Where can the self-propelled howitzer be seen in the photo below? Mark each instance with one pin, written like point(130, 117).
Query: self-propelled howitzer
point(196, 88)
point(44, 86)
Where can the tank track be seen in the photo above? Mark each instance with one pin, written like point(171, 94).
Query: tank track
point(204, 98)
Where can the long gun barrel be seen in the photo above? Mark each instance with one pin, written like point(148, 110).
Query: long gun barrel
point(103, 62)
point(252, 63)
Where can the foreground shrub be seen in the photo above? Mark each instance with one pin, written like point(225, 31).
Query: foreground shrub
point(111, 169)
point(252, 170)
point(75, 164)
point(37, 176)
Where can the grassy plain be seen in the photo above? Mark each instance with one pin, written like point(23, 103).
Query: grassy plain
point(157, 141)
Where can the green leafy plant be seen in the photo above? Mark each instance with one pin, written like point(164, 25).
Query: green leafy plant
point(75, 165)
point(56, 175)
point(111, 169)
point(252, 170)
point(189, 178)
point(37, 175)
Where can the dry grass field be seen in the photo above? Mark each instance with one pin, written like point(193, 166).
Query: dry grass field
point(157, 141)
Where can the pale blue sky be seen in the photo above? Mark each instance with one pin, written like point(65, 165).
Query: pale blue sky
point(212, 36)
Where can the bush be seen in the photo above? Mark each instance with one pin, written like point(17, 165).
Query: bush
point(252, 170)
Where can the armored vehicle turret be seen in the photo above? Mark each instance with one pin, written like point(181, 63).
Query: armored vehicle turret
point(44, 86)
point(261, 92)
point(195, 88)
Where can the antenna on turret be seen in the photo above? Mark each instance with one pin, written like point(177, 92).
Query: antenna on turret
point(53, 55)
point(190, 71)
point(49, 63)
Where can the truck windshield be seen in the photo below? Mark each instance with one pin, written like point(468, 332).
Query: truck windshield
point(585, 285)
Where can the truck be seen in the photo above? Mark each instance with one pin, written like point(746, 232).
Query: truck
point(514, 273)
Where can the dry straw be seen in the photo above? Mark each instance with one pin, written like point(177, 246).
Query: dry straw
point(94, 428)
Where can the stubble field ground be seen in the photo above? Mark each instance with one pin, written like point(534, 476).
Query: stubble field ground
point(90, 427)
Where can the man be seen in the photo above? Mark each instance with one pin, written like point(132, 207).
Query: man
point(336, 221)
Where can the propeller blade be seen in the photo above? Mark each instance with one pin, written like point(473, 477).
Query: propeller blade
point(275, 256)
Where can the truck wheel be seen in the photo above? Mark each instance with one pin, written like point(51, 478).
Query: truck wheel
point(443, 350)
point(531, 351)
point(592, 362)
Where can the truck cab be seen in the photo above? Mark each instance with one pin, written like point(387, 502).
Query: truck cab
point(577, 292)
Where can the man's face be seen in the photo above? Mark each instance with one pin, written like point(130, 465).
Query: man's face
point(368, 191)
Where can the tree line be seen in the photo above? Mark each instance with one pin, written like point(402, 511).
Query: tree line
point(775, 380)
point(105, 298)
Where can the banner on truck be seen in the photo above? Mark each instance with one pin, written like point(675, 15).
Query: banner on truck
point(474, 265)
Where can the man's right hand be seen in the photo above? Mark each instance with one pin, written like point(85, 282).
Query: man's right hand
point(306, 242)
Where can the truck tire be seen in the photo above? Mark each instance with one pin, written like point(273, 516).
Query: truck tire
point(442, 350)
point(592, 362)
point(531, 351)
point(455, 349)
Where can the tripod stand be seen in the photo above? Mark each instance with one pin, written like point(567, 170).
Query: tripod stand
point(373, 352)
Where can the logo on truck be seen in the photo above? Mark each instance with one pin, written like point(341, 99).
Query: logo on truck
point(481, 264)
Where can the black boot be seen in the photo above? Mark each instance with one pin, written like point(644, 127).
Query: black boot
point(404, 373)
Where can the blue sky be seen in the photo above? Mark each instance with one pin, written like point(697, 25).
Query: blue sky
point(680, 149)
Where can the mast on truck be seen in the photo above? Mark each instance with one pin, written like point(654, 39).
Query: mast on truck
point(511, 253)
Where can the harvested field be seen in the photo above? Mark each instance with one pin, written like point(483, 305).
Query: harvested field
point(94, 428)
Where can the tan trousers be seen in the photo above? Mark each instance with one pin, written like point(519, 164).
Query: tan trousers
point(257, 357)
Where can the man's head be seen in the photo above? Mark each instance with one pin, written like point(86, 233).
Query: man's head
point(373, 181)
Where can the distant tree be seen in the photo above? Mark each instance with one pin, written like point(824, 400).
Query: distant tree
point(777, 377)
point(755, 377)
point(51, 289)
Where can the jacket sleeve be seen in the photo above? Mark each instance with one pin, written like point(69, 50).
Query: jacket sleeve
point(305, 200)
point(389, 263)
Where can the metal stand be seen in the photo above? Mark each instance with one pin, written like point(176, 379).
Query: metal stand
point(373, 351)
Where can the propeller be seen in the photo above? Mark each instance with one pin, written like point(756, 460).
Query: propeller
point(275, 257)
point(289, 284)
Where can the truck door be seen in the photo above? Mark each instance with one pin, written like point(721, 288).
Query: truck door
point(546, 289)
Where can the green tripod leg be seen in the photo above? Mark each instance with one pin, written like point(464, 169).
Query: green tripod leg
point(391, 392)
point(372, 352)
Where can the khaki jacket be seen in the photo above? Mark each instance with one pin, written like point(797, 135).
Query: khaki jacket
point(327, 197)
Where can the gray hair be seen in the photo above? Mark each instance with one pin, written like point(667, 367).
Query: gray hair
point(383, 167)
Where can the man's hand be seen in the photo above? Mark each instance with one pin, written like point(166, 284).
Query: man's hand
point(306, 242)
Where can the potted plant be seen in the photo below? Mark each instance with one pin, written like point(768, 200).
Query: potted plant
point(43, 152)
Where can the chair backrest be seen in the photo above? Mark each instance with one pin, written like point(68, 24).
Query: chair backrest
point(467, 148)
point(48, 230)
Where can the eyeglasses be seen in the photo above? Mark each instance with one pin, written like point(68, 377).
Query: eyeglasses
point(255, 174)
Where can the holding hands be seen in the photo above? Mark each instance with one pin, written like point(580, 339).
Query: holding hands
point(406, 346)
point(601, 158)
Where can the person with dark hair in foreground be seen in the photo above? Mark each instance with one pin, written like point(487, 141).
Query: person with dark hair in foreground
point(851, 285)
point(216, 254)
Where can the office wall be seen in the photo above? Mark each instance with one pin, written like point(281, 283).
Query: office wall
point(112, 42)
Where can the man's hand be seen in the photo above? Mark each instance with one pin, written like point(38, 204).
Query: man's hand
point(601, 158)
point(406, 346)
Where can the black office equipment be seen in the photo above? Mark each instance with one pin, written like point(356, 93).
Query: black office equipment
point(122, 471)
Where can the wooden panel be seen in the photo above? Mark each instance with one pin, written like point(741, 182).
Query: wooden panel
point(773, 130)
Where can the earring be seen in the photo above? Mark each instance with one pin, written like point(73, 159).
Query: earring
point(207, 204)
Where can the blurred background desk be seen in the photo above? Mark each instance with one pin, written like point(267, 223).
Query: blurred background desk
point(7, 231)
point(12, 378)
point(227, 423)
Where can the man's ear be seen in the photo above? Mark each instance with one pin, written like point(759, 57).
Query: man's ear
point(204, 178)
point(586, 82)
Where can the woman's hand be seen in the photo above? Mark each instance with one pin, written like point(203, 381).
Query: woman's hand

———

**WHAT THE TASK ASKS**: Copy all of the rows above again, with "Query" swapped for "Target" wherever it occurs and nothing else altered.

**OUTPUT OF THE EXERCISE**:
Where can the self-propelled howitzer be seen in the photo below? Mark each instance with one pin, written like point(130, 117).
Target: self-propelled howitzer
point(196, 88)
point(44, 86)
Where can the tank track be seen in the photo above? Mark each instance with one pin, written like point(171, 94).
Target: tank track
point(204, 98)
Where can the long gun barrel be seen in the photo above? Mark each instance with one pin, written like point(148, 110).
Target: long gun barrel
point(103, 62)
point(252, 63)
Where can the foreground shrub be seen in the photo above? Mark each instance with one pin, written like point(225, 31).
Target: foreground shrub
point(111, 169)
point(252, 170)
point(75, 164)
point(37, 176)
Where can the grassy plain be seen in the photo above? Mark each instance with one pin, written like point(23, 103).
Target: grassy plain
point(157, 141)
Where can the green leafy plant be seen in the photo above? Mark each instance with one pin, written like point(164, 25).
Target: green leafy plant
point(75, 165)
point(56, 175)
point(111, 169)
point(252, 170)
point(189, 178)
point(37, 175)
Where can the dry grass field be seen in the photo above? Mark each instance with one pin, written like point(193, 166).
Target: dry grass field
point(157, 141)
Where can the pale blue sky be seen in the photo above? Mark each instance with one pin, written like point(65, 165).
Target: pale blue sky
point(212, 36)
Where can the bush be seen in the photo above? Mark each instance with one pin, written like point(17, 165).
Target: bush
point(252, 170)
Where can the armored vehicle turret be seen in the photo above? Mark each instance with one pin, written like point(181, 63).
Target: armored vehicle turret
point(44, 86)
point(261, 92)
point(195, 88)
Where can the antenna on turret be seen in the photo above? Mark each instance with one pin, written like point(177, 92).
Target: antenna on turret
point(53, 55)
point(190, 71)
point(49, 63)
Where can the truck windshield be seen in the photo below? Mark each instance with one pin, written like point(468, 332).
Target: truck windshield
point(585, 285)
Where can the truck be seen in the photo above? Mark each instance with one pin, written like point(746, 232).
Target: truck
point(514, 273)
Where can the dry straw be seen in the photo above? Mark each instance with one pin, written like point(177, 246).
Target: dry straw
point(94, 428)
Where can the stubble field ground be seen in the photo above? Mark each instance with one pin, written like point(534, 476).
Target: stubble field ground
point(90, 427)
Where can the man be seen in the photo above? Mark each instance with one pin, written like point(132, 207).
Target: man
point(336, 221)
Where can the propeller blade be seen in the photo above? Mark each instance with one pin, written like point(473, 477).
Target: propeller blade
point(275, 256)
Where can the truck wheel be seen in the photo above? Mark each instance with one pin, written like point(51, 478).
Target: truck wheel
point(443, 350)
point(531, 351)
point(592, 362)
Where can the truck cab be seen in the photo above? Mark each instance with one pin, written like point(387, 502).
Target: truck cab
point(577, 292)
Where can the man's face be seen in the photo above? Mark each instance with one pin, written like point(130, 465).
Target: man's face
point(368, 191)
Where can the tree line be seen in the photo above? Mark each instance with one pin, written like point(402, 511).
Target: tree line
point(775, 380)
point(105, 298)
Where can the banner on truck be seen in the photo above? Mark each instance with one pin, written like point(675, 15).
Target: banner on truck
point(474, 265)
Where can the man's right hand be seen in the photo above? Mark each instance with one pin, written like point(85, 282).
Target: man's right hand
point(306, 242)
Where can the truck tire be seen in the photo above? Mark each instance with one pin, written like point(273, 516).
Target: truck tire
point(442, 350)
point(592, 362)
point(531, 351)
point(455, 349)
Where can the tripod stand be seen in the photo above? Mark each instance with one pin, written like point(567, 170).
Target: tripod stand
point(373, 352)
Where can the logo on truck be seen in the photo above? Mark each instance with one pin, written like point(341, 99).
Target: logo on truck
point(481, 264)
Where can the black boot be seen in the photo above? Mark each instance with one pin, written like point(644, 127).
Target: black boot
point(404, 373)
Where can the blue sky be seen in the photo above? Mark each instance with one pin, written like point(697, 25).
Target: blue sky
point(680, 149)
Where can the mast on truck be seen in the photo above? Mark each instance with one pin, written like point(654, 39).
Target: mast on truck
point(511, 253)
Where can the harvested field be seen in the photo above? Mark each instance with one pin, written like point(483, 305).
Target: harvested field
point(94, 428)
Where can the tan trousers be seen in the photo above? Mark each instance with one pin, written like point(519, 164).
Target: tan trousers
point(257, 357)
Where can the man's head be seen in the photo above? Mark each instance with one pin, written like point(86, 233).
Target: man's head
point(373, 181)
Where can the distant tree be seen in the photo above? Mark each instance with one pin, written like point(824, 400).
Target: distant tree
point(777, 377)
point(755, 377)
point(51, 289)
Where can the jacket sleeve be seen in the photo above? Mark each instance with one pin, written like point(69, 50).
Target: jacket sleeve
point(305, 200)
point(389, 263)
Where can the metal stand be seen in the photo above? Mark each instance with one pin, written like point(176, 379).
Target: metal stand
point(373, 351)
Where can the propeller be seen in the photo above? Mark each instance with one pin, written like point(756, 460).
Target: propeller
point(275, 257)
point(289, 284)
Where can the truck door be seen in the photo above? Mark each instance with one pin, written like point(721, 288).
Target: truck door
point(546, 289)
Where can the green tripod leg be seen in the photo above? Mark each instance with one pin, written like point(464, 169).
Target: green tripod leg
point(391, 392)
point(372, 352)
Where can the khaki jacket be seen in the photo above? Mark each instance with one pin, written like point(797, 135).
Target: khaki jacket
point(327, 197)
Where can the gray hair be seen in the photo above? Mark each instance with one pin, written like point(667, 367).
Target: gray hair
point(383, 167)
Where can the man's hand be seen in the photo above? Mark each instance with one pin, written like point(166, 284).
Target: man's hand
point(306, 242)
Where can the potted plant be seen in the photo below? Mark each instance with one pin, written like point(768, 200).
Target: potted plant
point(43, 152)
Where can the chair backrest be seen in the photo above? Mark each instance with one pin, written like point(68, 24).
Target: chair backrest
point(467, 148)
point(48, 230)
Where can the eyeglasses be seen in the photo above? Mark each instance with one pin, written like point(68, 377).
Target: eyeglasses
point(255, 174)
Where can the holding hands be seen in the photo above? Mark each instance with one pin, written like point(580, 339).
Target: holding hands
point(406, 346)
point(601, 158)
Where can the person with dark hair in foreground be seen in the photo above? Mark each instance with one pin, written like point(487, 141).
Target: person with dark hair in foreground
point(851, 285)
point(216, 254)
Where can the office wall be seen in the photo above? Mark each instance with one pin, written like point(281, 283).
Target: office wall
point(112, 42)
Where can the man's hand be seen in the photo above? Mark each instance with one pin, written like point(38, 204).
Target: man's hand
point(601, 158)
point(406, 346)
Where can the black office equipment be seen in the photo above? Mark each instance with one pin, written like point(356, 93).
Target: black office equipment
point(122, 471)
Where can the wooden panel be seen in the photo above? Mark each instance with one pin, written like point(741, 182).
Target: wooden panel
point(773, 130)
Where can the earring be seen in the photo above? Mark each instance with one pin, written like point(73, 159).
Target: earring
point(207, 204)
Where can the blurred background desk be seen in the photo above? Mark each instance with one pin, written like point(267, 223).
Target: blurred background desk
point(7, 231)
point(12, 378)
point(227, 423)
Where can the man's ear be seen in the photo above? Mark each instance with one pin, written like point(759, 57).
Target: man's ear
point(204, 178)
point(586, 82)
Where can the woman's hand be seen in the photo above? Mark each instance with one pin, written like point(203, 381).
Target: woman's hand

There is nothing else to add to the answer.